Records
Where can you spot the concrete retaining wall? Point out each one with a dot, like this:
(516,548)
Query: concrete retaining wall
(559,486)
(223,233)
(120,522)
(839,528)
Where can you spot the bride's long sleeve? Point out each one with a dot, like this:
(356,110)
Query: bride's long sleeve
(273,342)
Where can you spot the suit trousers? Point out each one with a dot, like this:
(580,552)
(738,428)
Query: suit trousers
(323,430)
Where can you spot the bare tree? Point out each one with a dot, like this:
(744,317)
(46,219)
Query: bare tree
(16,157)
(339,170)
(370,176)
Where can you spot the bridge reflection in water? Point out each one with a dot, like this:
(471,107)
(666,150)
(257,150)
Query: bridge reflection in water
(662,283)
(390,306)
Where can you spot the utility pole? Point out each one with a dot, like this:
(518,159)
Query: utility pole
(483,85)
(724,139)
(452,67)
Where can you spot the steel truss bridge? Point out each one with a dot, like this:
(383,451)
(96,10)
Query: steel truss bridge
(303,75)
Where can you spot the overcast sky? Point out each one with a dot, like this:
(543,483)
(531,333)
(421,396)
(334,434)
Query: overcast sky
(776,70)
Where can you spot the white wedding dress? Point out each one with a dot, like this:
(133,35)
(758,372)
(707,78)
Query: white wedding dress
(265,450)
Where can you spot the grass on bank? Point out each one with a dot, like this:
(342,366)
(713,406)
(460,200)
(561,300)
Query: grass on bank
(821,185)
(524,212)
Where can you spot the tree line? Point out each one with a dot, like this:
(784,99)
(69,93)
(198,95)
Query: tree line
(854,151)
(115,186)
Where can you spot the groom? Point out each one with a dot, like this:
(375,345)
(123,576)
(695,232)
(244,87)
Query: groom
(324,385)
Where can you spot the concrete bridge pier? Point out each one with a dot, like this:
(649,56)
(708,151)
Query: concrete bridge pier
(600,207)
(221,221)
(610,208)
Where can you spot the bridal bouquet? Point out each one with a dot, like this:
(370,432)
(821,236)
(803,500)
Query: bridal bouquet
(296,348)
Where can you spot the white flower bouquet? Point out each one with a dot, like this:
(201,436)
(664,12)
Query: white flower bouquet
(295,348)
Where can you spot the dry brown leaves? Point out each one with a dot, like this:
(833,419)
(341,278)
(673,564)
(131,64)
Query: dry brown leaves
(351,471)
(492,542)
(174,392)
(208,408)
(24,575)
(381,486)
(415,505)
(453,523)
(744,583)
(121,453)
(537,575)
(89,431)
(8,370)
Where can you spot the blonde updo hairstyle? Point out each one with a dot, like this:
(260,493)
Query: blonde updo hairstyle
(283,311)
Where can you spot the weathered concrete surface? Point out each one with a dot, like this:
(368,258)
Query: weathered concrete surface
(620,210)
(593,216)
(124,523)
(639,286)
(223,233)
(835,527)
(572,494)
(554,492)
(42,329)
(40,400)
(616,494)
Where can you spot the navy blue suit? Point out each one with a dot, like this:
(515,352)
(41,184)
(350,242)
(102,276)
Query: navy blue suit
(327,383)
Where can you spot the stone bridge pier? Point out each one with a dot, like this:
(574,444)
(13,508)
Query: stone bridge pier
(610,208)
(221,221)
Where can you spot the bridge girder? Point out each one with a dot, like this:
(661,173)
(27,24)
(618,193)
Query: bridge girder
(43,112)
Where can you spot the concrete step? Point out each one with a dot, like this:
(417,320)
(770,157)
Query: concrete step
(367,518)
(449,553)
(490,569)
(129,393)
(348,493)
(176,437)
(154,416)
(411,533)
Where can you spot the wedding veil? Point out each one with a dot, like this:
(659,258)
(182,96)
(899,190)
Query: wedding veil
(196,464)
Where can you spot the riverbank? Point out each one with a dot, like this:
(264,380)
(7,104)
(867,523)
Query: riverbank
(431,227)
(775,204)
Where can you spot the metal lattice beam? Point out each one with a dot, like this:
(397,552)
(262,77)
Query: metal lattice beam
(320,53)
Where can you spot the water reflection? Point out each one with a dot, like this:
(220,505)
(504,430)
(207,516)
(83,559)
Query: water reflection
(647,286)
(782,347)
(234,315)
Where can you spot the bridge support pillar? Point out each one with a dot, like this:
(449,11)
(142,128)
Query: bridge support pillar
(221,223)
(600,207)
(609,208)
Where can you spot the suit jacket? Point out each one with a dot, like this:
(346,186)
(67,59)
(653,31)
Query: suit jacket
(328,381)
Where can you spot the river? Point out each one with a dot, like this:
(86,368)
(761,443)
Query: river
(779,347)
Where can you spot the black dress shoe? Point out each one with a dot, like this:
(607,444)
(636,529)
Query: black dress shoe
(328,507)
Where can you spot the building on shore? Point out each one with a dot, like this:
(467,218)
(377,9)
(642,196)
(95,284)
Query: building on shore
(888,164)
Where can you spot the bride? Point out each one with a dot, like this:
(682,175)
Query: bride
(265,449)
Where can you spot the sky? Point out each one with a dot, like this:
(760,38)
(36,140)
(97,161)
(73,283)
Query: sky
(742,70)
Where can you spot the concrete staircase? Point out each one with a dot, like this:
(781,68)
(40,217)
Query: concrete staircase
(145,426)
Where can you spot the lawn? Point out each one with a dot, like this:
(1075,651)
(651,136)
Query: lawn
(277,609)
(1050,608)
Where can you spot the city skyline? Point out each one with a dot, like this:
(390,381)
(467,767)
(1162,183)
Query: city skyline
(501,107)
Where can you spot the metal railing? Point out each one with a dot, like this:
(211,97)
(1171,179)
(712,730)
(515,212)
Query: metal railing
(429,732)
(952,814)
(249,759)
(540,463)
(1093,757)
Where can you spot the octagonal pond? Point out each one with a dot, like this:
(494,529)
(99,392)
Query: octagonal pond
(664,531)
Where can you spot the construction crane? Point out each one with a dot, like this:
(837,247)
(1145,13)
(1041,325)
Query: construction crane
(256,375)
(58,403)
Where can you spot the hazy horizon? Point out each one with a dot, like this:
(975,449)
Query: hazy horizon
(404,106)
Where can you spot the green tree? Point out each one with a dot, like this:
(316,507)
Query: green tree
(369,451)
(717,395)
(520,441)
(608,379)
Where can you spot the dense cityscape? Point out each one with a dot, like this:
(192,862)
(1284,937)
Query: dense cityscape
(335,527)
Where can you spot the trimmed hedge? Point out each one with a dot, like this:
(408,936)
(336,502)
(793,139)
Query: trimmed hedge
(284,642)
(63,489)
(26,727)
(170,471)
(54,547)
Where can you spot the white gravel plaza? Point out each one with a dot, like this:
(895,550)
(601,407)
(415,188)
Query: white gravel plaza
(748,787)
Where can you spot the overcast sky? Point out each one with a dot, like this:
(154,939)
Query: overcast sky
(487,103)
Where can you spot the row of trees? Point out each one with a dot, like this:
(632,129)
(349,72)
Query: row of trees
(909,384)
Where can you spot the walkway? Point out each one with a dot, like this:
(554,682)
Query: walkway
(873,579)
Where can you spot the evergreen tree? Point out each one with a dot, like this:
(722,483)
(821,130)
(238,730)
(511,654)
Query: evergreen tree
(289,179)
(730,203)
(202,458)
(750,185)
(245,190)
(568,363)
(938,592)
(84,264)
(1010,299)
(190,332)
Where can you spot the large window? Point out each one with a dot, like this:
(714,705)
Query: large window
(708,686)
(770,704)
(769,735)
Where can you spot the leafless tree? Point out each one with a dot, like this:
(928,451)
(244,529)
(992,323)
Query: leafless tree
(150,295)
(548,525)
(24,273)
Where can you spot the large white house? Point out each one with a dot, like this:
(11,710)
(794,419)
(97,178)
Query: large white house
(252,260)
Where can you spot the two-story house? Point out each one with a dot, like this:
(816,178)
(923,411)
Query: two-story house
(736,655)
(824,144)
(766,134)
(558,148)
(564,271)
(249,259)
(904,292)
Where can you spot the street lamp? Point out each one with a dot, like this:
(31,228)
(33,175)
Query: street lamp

--- Problem description ---
Reproduce the whole listing word for word.

--- Written response ---
Where can you spot the concrete retaining wall? Point out each one with a dot, like this:
(516,548)
Query: concrete retaining wall
(559,486)
(223,233)
(120,522)
(839,528)
Where can you spot the bride's long sleeve? Point out each one with a dot, like this:
(356,110)
Query: bride's long sleeve
(273,342)
Where can you spot the suit trousers? Point out each one with a dot, like this:
(580,552)
(738,428)
Query: suit trousers
(323,430)
Where can you spot the bare tree? Point out each one with a dot, like this:
(744,317)
(46,219)
Query: bare tree
(16,157)
(339,170)
(370,176)
Where can you spot the bridge reflection in water? Point out each one with a dot, like this:
(471,107)
(666,150)
(257,150)
Query: bridge reflection in water
(662,283)
(390,306)
Where can you spot the utility pole? Point out each one with a dot, like this:
(518,159)
Query: utility pole
(483,85)
(724,139)
(452,67)
Where can you spot the steel truss bridge? Point out each one with a dot, like this:
(383,451)
(96,10)
Query: steel truss bridge
(303,75)
Where can you spot the overcast sky? Point out each one with a dot, like this:
(543,483)
(531,333)
(421,396)
(334,434)
Query: overcast sky
(776,70)
Where can you spot the white wedding dress? Point out each one with a dot, like this:
(133,35)
(758,372)
(707,78)
Query: white wedding dress
(265,450)
Where can you spot the grass on bank? Point out each one with a dot, like this:
(342,366)
(713,406)
(460,200)
(561,300)
Query: grass on bank
(821,185)
(524,212)
Where can you spot the tree line? Point out each one with a dot, like this:
(784,99)
(69,93)
(198,95)
Query: tree line
(854,151)
(115,186)
Where can you spot the groom? Point out each one with a dot, like this:
(375,345)
(123,576)
(695,232)
(244,87)
Query: groom
(324,385)
Where can you spot the concrete bridge pier? Point out each one with a dot, like this:
(649,56)
(708,151)
Query: concrete bridge pier
(600,207)
(221,221)
(610,208)
Where can you spot the bridal bouquet? Point out each one with a dot, like this:
(370,432)
(821,236)
(803,500)
Query: bridal bouquet
(296,348)
Where can you spot the white flower bouquet? Point out each one with a dot, like this:
(201,436)
(664,12)
Query: white flower bouquet
(295,348)
Where can you spot the dry brown leaves? Point out each one with a dot, like this:
(833,419)
(341,278)
(673,564)
(131,64)
Query: dry brown leaves
(351,471)
(492,542)
(174,392)
(208,408)
(24,575)
(381,486)
(415,505)
(453,523)
(744,583)
(121,453)
(537,575)
(89,431)
(8,370)
Where can you spot the blonde updo hairstyle? Point out each one with a dot, like this:
(260,493)
Query: blonde updo hairstyle
(283,311)
Where can you spot the weathered concrete surface? Point out each one with a dot, like this:
(368,258)
Query: weathered concrete surface
(620,210)
(593,216)
(124,523)
(639,286)
(223,233)
(835,527)
(572,494)
(554,492)
(42,329)
(40,400)
(616,494)
Where can you spot the navy blue suit? Point out each one with a dot, like this:
(515,352)
(41,184)
(350,242)
(102,276)
Query: navy blue suit
(327,383)
Where can you spot the stone bridge pier? Point out each one with a dot, like this:
(574,444)
(13,508)
Query: stone bridge pier
(610,208)
(221,221)
Where can you spot the bridge girder? Point out each one with a dot, like this:
(661,173)
(27,24)
(618,193)
Query: bridge girder
(43,112)
Where can you spot the concrete step? Point out each one with a dot, like this:
(417,320)
(770,157)
Query: concrete step
(367,518)
(449,553)
(490,569)
(129,393)
(348,493)
(176,437)
(154,416)
(411,533)
Where can you spot the wedding veil? Point out each one with a dot, like this:
(659,258)
(182,96)
(899,190)
Query: wedding veil
(196,464)
Where can you spot the riverbank? Point out each one with a dot, like this:
(264,380)
(7,104)
(867,523)
Query: riverbank
(431,227)
(775,204)
Where can you spot the metal lattice beam? Point out each one with a dot, like this:
(397,552)
(262,77)
Query: metal lattice beam
(320,53)
Where can you spot the water reflection? Point out each one with a dot, like this:
(220,505)
(504,430)
(207,516)
(83,559)
Query: water reflection
(647,286)
(782,347)
(234,315)
Where can you spot the bridge support pillar? Point out each one with a dot, like this:
(449,11)
(142,128)
Query: bridge support pillar
(221,223)
(600,207)
(609,208)
Where can you spot the suit jacket? Point out each one with a dot, like this:
(346,186)
(67,59)
(653,31)
Query: suit jacket
(328,381)
Where can you spot the river? Point out each one with a dot, like this:
(86,368)
(761,443)
Query: river
(779,347)
Where can you spot the black dress shoe? Point out each one with a dot, like this:
(607,444)
(636,529)
Query: black dress shoe
(328,507)
Where can you spot the building on shore? Point out each one with a dot, like this:
(467,218)
(377,9)
(642,196)
(95,284)
Query: building on shore
(888,164)
Where can you spot the bride? Point out each one with a dot, like this:
(682,175)
Query: bride
(265,449)
Where can you spot the sky? Point out each one with a dot, like this:
(760,38)
(36,140)
(97,161)
(73,283)
Query: sky
(742,70)
Where can you spot the concrete staircase? Point out each one with a dot, like this:
(781,68)
(40,217)
Query: concrete staircase
(145,426)
Where can you spot the lawn? Point out each one with a dot, like this:
(1075,651)
(651,136)
Query: lawn
(277,609)
(1050,608)
Where can you spot the city skyline? Point out each one with a dot, like this:
(390,381)
(467,767)
(1162,183)
Query: city skyline
(501,107)
Where can you spot the metal railing? Point out each one with a dot, like this:
(211,97)
(1171,179)
(712,730)
(515,212)
Query: metal railing
(429,732)
(952,814)
(249,759)
(540,463)
(1093,757)
Where can you spot the octagonal pond? Point out each one with a dot, like this:
(494,529)
(99,392)
Query: octagonal pond
(664,531)
Where can you spot the construction crane? Point out each one with a dot, like this:
(837,247)
(1145,13)
(1041,325)
Query: construction crane
(256,375)
(58,403)
Where can you spot the hazy horizon? Point out each one with a dot, like this:
(975,449)
Query: hazy horizon
(404,106)
Where can you spot the green tree? Point out each one with a dot, like this:
(316,507)
Query: green tree
(369,451)
(717,395)
(520,441)
(608,379)
Where can you spot the dense cityscape? Point out each one with a dot, like this:
(192,862)
(1284,937)
Query: dense cityscape
(335,527)
Where can you spot the trimmed hedge? Point out each one with a dot, like this:
(408,936)
(336,502)
(793,139)
Query: trimmed hedge
(284,642)
(63,489)
(26,727)
(170,471)
(54,547)
Where can you spot the white gravel plaza? Point out each one with a dot, like this:
(895,550)
(601,407)
(415,188)
Query: white gravel plaza
(748,787)
Where can you spot the overcast sky? Point out each one with a dot, like this:
(154,939)
Query: overcast sky
(487,103)
Where can you spot the row of trees? Point out each one with a dot, like this:
(632,129)
(349,72)
Query: row of trees
(909,384)
Where can you spot the walkway? Point out each one with a dot, like this:
(554,682)
Query: walkway
(873,579)
Where can you spot the evergreen tree? Point out each one with a dot, like this:
(722,483)
(821,130)
(238,730)
(511,654)
Query: evergreen tree
(289,179)
(730,203)
(202,458)
(750,185)
(245,190)
(568,363)
(938,592)
(84,264)
(1010,299)
(190,332)
Where can you spot the large window? Point out each one with a dot, like this:
(714,705)
Query: large window
(708,686)
(770,704)
(769,735)
Where can you spot the leafless tree? Point out each one with a dot, like this:
(928,451)
(244,529)
(992,323)
Query: leafless tree
(150,295)
(548,525)
(24,273)
Where can you spot the large white house? Point out each one with a dot, like this:
(11,710)
(794,419)
(97,178)
Query: large white house
(252,260)
Where can you spot the two-story house? Point out each one with a dot, like this:
(816,178)
(923,411)
Query: two-story house
(736,655)
(824,144)
(766,134)
(558,148)
(564,271)
(249,259)
(904,292)
Where can you spot the street lamp? Point out each one with a dot, like this:
(31,228)
(33,175)
Query: street lamp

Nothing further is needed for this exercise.